**Exercise details**
Present everything from the line containing "Mark every instance of the orange fruit" down to and including the line containing "(1269, 540)" as a numbered list, omitting any blank lines. Leave the pictures out of the answer.

**Material**
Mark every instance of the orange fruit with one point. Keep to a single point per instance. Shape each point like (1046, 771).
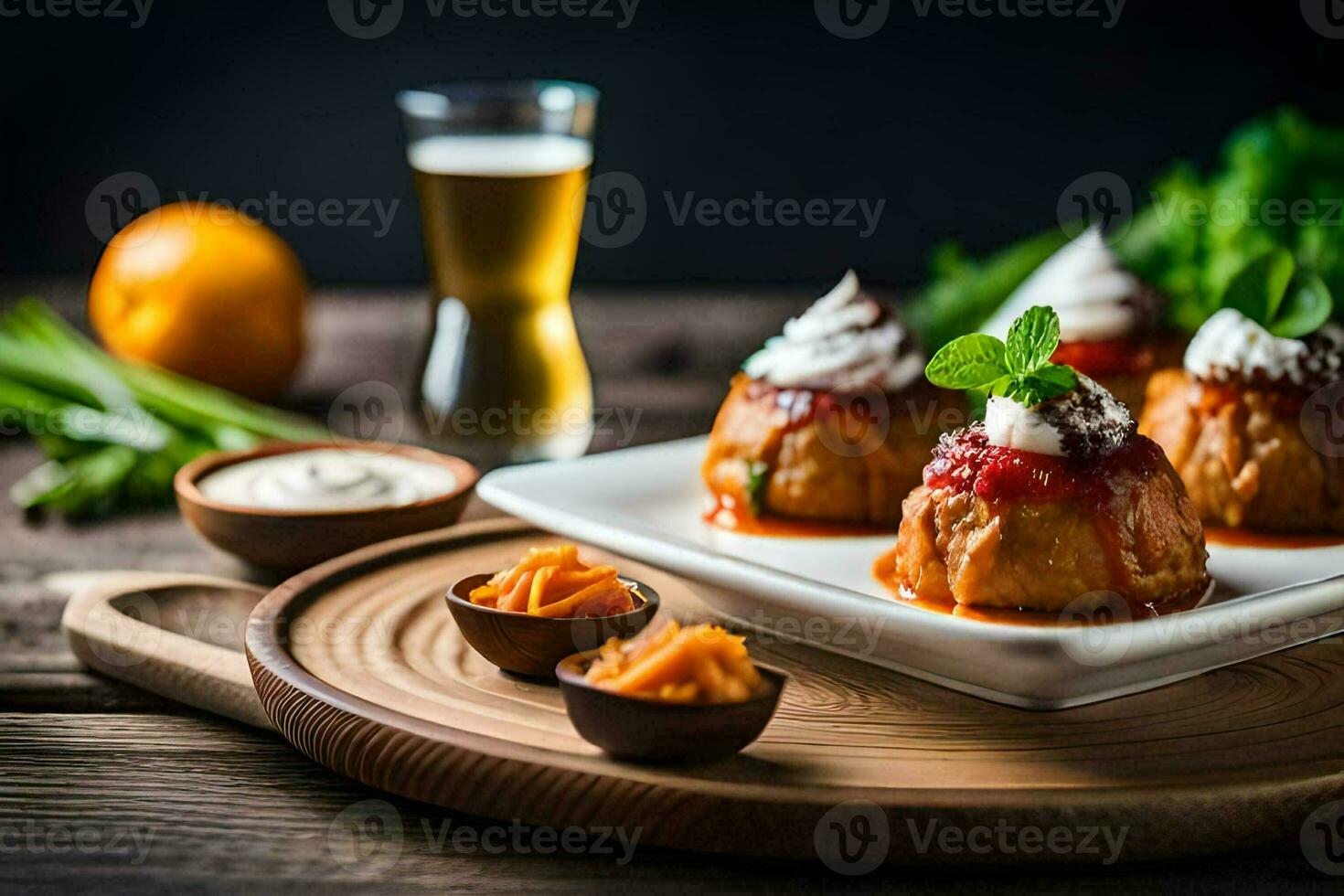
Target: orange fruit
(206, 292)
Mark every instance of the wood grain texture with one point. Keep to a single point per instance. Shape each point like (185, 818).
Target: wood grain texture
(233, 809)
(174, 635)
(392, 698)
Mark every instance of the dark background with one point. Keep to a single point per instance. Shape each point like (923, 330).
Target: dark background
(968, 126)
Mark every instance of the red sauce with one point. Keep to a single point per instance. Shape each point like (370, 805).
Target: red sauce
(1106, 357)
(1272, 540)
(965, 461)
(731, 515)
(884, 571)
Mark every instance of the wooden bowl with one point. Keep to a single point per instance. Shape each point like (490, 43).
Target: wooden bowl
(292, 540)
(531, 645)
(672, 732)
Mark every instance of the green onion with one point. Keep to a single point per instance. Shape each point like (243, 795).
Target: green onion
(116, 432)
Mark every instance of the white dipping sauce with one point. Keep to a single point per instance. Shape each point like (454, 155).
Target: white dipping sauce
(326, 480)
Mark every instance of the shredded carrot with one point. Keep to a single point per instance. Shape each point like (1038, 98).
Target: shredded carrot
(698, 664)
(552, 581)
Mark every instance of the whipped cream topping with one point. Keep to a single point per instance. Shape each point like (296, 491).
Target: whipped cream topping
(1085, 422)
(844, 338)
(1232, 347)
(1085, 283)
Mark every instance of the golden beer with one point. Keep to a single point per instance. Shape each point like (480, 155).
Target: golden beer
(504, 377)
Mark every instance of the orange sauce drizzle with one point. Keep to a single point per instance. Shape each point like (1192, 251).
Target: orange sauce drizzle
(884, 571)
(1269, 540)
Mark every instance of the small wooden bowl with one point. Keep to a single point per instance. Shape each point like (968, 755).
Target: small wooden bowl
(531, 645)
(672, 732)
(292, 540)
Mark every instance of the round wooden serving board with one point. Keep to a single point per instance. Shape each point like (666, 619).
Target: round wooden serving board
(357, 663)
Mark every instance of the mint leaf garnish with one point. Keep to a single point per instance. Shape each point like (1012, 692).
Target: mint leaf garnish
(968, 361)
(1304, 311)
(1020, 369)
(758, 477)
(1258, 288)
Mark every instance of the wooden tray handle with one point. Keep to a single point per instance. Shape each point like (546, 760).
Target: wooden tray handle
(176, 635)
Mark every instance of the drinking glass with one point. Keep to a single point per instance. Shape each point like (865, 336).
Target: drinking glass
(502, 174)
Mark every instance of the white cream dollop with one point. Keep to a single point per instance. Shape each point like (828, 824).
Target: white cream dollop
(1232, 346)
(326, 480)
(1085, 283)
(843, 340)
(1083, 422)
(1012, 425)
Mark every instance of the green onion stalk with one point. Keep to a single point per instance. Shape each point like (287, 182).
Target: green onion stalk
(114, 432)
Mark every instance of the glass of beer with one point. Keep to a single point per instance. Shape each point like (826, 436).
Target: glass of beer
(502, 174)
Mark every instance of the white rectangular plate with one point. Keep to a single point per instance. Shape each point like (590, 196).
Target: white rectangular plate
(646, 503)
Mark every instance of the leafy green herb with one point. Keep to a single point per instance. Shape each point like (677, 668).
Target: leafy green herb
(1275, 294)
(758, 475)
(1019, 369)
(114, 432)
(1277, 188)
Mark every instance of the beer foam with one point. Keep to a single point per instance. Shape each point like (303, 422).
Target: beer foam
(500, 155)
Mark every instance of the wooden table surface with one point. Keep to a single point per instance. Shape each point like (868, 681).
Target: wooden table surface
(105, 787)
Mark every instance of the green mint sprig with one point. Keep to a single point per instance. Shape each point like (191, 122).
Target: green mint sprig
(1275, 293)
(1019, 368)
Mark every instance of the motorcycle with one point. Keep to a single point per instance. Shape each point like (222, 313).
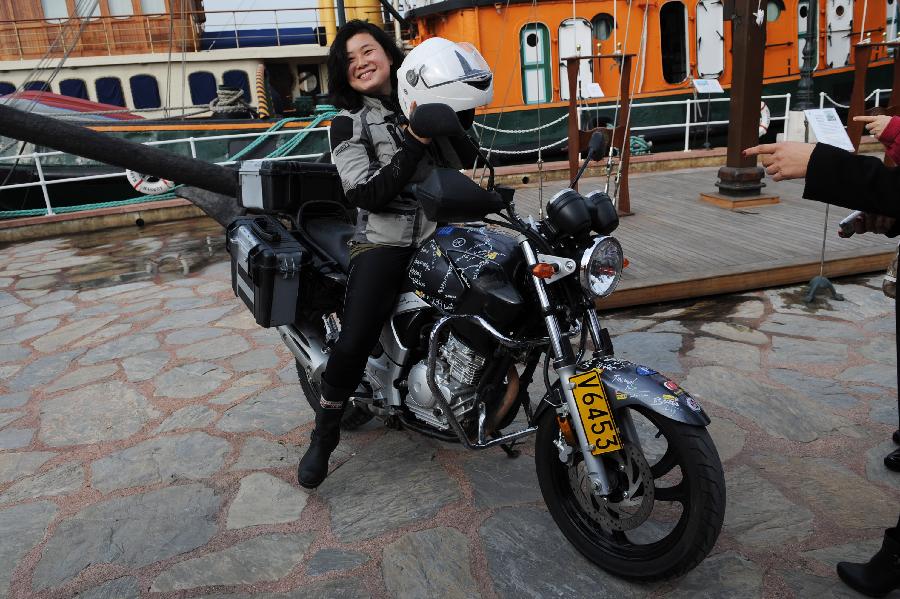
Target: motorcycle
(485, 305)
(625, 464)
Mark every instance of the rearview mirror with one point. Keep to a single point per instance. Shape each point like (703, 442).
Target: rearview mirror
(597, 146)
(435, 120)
==
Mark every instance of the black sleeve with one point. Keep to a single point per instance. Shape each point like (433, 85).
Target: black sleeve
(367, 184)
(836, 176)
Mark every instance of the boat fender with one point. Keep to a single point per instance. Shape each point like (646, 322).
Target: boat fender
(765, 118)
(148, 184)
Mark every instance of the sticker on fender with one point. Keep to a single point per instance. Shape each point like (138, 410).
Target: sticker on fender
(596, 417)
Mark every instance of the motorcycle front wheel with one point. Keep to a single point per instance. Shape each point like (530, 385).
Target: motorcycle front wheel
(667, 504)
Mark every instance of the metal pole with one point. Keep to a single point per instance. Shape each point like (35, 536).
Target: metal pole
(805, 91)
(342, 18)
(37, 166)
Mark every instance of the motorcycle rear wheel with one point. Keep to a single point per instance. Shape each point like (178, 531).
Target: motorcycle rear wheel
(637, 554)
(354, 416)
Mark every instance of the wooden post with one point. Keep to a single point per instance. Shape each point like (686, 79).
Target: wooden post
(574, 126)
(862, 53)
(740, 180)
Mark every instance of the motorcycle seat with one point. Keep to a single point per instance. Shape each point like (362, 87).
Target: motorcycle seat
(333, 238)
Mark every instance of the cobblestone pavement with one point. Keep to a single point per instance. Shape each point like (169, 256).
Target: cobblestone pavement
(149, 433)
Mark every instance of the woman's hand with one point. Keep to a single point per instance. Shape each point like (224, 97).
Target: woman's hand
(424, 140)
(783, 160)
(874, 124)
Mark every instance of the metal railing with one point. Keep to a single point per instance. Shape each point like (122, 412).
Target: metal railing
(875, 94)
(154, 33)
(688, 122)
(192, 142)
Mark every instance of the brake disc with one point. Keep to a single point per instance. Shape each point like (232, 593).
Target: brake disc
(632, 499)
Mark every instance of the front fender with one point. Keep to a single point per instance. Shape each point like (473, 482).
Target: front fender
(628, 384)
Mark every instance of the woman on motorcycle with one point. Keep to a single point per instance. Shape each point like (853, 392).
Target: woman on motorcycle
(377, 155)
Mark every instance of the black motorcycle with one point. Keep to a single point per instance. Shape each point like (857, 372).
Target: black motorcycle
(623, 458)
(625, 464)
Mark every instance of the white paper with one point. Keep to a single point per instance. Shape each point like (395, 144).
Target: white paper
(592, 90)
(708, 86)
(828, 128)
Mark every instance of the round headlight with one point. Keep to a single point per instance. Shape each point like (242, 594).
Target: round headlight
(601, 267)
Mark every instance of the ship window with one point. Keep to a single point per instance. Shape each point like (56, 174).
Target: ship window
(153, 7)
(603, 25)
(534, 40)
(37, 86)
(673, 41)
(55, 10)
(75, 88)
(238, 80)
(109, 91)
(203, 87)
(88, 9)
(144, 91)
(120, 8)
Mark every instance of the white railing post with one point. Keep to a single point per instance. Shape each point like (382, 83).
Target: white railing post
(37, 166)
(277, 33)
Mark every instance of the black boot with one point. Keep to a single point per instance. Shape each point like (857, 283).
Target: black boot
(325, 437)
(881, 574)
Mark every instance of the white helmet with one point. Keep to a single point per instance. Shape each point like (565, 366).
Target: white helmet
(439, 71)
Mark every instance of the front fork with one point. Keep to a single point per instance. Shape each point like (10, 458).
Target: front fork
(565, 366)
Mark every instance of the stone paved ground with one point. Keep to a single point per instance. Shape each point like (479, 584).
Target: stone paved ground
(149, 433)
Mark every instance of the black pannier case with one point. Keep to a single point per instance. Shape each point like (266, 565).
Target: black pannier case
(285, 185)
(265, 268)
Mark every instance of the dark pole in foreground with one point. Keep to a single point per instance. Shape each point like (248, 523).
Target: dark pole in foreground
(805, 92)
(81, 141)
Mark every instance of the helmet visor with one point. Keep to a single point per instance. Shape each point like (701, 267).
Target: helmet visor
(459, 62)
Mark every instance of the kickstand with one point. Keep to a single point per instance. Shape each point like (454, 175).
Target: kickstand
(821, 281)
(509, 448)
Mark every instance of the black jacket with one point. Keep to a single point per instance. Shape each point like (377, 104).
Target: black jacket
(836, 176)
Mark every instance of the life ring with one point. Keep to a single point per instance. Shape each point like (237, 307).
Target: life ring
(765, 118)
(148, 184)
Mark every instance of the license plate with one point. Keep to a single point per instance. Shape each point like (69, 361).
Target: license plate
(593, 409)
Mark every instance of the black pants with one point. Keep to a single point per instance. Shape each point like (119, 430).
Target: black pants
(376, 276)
...
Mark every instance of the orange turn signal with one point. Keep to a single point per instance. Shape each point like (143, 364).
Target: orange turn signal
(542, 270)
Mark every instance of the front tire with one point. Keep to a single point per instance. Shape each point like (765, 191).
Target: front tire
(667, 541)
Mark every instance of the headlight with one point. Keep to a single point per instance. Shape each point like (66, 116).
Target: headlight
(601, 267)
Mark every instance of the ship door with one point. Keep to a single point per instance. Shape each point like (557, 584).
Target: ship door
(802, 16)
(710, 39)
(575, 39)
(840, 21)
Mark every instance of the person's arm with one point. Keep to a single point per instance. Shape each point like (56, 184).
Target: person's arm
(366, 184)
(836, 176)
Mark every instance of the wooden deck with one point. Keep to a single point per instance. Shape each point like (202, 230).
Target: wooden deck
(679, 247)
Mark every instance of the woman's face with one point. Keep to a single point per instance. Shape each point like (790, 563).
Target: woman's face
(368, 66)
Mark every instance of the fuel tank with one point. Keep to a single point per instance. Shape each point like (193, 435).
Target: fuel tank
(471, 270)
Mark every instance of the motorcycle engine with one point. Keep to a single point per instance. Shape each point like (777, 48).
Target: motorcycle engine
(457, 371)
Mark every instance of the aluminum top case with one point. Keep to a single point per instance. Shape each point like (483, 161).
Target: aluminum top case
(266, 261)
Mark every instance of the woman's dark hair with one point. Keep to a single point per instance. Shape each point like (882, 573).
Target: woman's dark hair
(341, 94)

**Written solution**
1. Mark every instance of the orange fruit with one point. Keep to a single point per instance. Shape each point like (1046, 771).
2. Target: orange fruit
3. (206, 292)
4. Mark every instance of the wood grain texture with one point. Keep to a single point per instance. Shape each point like (185, 818).
5. Target: wood grain texture
6. (233, 809)
7. (174, 635)
8. (392, 698)
9. Mark every instance of the dark background with one point. Keep to a single point per instance. Shape each point like (923, 330).
10. Target: dark background
11. (968, 126)
12. Mark every instance of the red sauce with one point. Keep to a single point per instance. Shape each point like (370, 805).
13. Target: red sauce
14. (1106, 357)
15. (1272, 540)
16. (965, 461)
17. (731, 515)
18. (884, 571)
19. Mark every instance of the wooden bowl with one point. Keep to a single point per instance. Shape each point like (490, 43).
20. Target: wooden bowl
21. (292, 540)
22. (531, 645)
23. (672, 732)
24. Mark every instance of the green onion with one point. Keep to a single point per instance. Shape each point like (243, 795).
25. Target: green onion
26. (116, 432)
27. Mark every instance of the white dipping sauce with one point. Keep to a single point per instance. Shape each point like (454, 155).
28. Target: white dipping sauce
29. (326, 480)
30. Mark every instance of the shredded carrot with one point. Keep to a single point per instance. Shape each point like (1038, 98).
31. Target: shredded carrot
32. (698, 664)
33. (552, 581)
34. Mark every instance of the whipped cream topping with one point. Keep to a single point per instance. Shape each point like (296, 491).
35. Target: whipped cream topping
36. (1085, 422)
37. (844, 338)
38. (1232, 347)
39. (1085, 283)
40. Mark every instance of the golden beer with one point. Keep to a single point per instance. Shape each point like (480, 155).
41. Target: golden beer
42. (504, 377)
43. Mark every instance of the orange sauce drizzle with one point. Keep to a single point per instance. Shape each point like (1192, 251).
44. Target: orange sauce drizzle
45. (884, 571)
46. (1269, 540)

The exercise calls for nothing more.